───── EXTRACTED TEXT
The weekend Booster and his boyfriend — a tall, actor-handsome video-game producer named John Michael — declared themselves officially in a relationship, he had sex with a porn star. Not that they would ever be monogamous. Don’t be so homonormative about it. They were in Palm Springs for Pride, and Booster sensed that JM, as he calls him, needed some space. So he suggested they go to separate sex parties. When they linked back up around 5 a.m., their friends ran over to Booster to tell him, “He didn’t even have sex with anyone! He just stood in the kitchen and talked about you the entire time!” To which Booster replied, “Perfect.” The next day, he remembers JM recounting it as a sweet story: “And then we went to two separate sex parties but neither of us had sex.” “Finally, I had to tell him,” says Booster. “I was like, ‘Babe, I’m so sorry to have to ruin this cute story you have, but, unfortunately, I did have sex with someone else.’”
──────────
───── SUPPLIED DATA
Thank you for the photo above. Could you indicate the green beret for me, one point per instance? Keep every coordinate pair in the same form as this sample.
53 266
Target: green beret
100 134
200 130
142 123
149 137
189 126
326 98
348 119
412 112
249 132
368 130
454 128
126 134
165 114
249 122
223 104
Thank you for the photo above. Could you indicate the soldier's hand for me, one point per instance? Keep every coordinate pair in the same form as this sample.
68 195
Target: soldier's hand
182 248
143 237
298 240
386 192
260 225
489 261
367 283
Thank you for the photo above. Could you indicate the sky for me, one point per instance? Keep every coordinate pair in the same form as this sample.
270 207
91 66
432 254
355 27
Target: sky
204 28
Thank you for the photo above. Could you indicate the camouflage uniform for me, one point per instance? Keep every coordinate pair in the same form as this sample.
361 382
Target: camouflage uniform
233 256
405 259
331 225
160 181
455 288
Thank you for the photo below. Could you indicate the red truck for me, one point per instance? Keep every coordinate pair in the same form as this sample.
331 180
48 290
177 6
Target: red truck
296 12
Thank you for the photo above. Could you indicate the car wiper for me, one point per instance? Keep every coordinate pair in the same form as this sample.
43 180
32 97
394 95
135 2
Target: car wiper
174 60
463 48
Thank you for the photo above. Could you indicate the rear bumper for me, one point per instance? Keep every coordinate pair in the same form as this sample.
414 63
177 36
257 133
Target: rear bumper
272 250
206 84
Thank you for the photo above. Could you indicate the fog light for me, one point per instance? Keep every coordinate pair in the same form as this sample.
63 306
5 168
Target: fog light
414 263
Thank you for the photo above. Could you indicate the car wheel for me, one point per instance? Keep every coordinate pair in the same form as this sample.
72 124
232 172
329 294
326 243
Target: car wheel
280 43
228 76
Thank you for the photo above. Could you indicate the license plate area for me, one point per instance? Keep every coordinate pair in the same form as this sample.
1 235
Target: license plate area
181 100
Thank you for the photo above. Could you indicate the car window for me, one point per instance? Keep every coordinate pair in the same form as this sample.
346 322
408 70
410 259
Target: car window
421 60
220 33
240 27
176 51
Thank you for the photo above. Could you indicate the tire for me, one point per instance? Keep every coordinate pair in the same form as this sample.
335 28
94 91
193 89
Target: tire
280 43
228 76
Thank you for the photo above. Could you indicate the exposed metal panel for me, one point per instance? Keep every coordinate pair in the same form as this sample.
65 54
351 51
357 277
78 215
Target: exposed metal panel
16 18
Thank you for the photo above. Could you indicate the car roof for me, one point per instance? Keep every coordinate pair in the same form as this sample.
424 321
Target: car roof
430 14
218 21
──────────
**TASK DETAILS**.
Can you continue the passage about Booster and JM's Pride weekend in Palm Springs, picking up right after its last sentence?

**ANSWER SECTION**.
It’s a classic Booster story, ribald and unexpectedly touching. We’re sitting on a puffy cream couch in his newly bought $2.1 million, three-level house in the Hollywood Hills on a Friday night, waiting for the boys — other gay men in the industry — to arrive to pregame before going out. Booster secured a mortgage with his streaming money. Hulu’s Fire Island; a one-hour Netflix special, Psychosexual; the Apple TV Maya Rudolph show Loot, which Booster co-stars in — all come out in June. (Happy Pride!) He looks good. Very on trend. His hair is chopped up into short bangs and bleached blond. He’s wearing jock athleisure — a Reebok muscle tank that casually shows off his arms, green joggers, and white Chucks with one ankle sock artfully pulled over the pant leg. He’s 34 and will probably look eternally this age as long as he keeps using Retinol. He’s sucking on a vape pen the color of a green screen. He started smoking again a few days before production on Fire Island began. He’ll stop once his stress level goes down, which should definitely happen any day now.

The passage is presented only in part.